- **Your instructions**: Every line in the entries that holds "below" should be identified and copied.
### Records supplied
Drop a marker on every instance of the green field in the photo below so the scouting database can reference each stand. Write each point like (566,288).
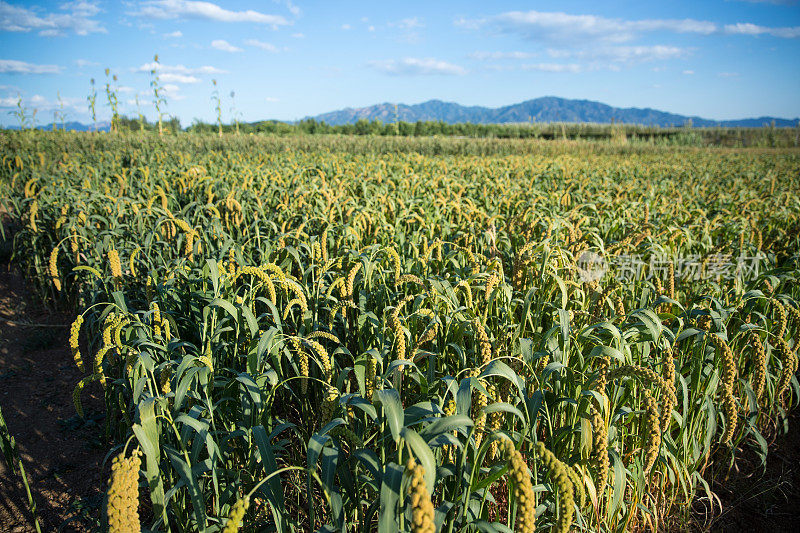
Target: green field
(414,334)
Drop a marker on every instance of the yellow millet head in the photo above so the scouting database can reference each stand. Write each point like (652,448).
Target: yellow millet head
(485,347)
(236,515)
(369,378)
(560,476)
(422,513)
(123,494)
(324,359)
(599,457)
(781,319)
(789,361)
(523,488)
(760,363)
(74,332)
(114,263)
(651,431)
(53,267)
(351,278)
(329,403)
######
### Records supplied
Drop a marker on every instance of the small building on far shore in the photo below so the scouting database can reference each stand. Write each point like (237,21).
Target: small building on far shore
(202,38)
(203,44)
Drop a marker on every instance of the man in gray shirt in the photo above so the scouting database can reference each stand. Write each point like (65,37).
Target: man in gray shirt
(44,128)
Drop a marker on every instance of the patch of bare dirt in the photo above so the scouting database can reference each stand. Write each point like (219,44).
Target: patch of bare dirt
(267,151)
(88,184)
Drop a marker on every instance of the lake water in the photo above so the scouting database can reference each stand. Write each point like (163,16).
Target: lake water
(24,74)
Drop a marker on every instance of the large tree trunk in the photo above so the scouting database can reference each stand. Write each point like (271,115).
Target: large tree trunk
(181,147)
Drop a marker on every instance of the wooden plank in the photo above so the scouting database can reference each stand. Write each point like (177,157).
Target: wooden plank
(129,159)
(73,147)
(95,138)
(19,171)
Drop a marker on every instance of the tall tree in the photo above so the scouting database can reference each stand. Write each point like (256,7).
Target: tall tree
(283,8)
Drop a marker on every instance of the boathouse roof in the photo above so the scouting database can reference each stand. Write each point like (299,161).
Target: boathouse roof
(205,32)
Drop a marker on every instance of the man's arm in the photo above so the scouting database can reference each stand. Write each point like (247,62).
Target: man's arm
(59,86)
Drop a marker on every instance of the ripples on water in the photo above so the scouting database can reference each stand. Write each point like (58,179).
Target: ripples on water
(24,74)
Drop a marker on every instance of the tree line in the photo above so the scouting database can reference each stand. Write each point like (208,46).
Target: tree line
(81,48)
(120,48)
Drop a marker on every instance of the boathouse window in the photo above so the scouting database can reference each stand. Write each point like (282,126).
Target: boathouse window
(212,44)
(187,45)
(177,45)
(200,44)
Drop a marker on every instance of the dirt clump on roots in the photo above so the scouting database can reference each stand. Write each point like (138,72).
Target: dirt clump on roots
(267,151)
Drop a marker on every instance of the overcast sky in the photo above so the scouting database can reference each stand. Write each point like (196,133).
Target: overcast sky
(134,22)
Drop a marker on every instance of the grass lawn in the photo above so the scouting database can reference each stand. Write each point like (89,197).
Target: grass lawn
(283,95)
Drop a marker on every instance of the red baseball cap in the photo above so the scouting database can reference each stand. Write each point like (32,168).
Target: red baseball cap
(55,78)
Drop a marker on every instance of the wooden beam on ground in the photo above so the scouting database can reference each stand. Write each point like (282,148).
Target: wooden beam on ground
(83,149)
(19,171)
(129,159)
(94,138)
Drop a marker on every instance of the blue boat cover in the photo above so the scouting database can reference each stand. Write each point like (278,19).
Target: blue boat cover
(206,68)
######
### Records supplied
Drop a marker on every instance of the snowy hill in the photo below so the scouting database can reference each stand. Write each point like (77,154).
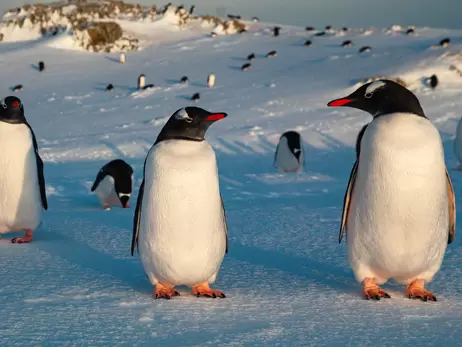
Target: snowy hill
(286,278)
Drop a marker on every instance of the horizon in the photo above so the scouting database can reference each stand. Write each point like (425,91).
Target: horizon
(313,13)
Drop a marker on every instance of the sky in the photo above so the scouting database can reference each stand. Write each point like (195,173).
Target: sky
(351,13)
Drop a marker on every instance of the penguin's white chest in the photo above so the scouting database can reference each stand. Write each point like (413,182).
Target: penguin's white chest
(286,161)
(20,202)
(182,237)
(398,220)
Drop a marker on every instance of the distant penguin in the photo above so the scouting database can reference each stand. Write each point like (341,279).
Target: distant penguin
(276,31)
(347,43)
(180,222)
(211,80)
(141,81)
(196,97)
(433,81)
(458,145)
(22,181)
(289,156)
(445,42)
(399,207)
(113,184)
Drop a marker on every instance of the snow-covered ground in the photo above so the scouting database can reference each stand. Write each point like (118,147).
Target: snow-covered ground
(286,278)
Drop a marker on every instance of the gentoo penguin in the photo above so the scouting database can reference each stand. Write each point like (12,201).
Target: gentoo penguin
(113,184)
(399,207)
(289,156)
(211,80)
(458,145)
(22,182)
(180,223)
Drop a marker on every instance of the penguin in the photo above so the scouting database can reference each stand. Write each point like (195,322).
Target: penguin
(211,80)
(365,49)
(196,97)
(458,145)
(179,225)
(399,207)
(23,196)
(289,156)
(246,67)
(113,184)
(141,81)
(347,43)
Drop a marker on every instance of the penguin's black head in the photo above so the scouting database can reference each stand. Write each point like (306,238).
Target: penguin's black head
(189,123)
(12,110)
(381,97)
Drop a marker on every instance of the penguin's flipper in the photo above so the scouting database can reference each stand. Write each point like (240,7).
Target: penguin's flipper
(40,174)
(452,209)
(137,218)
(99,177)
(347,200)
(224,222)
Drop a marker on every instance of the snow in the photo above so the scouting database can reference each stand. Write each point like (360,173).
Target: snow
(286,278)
######
- **Response area**:
Drop a marker on every instance of the green field in the photo below so the scouting database can reference each stand. Write each point like (566,288).
Drop a marker on every instance of the small building on far shore in the photo below so the scouting database can reference each stand. Write each point like (237,21).
Drop a marker on every instance of the snowy hill in the photo below so the scouting database can reference each stand. Write each point like (77,154).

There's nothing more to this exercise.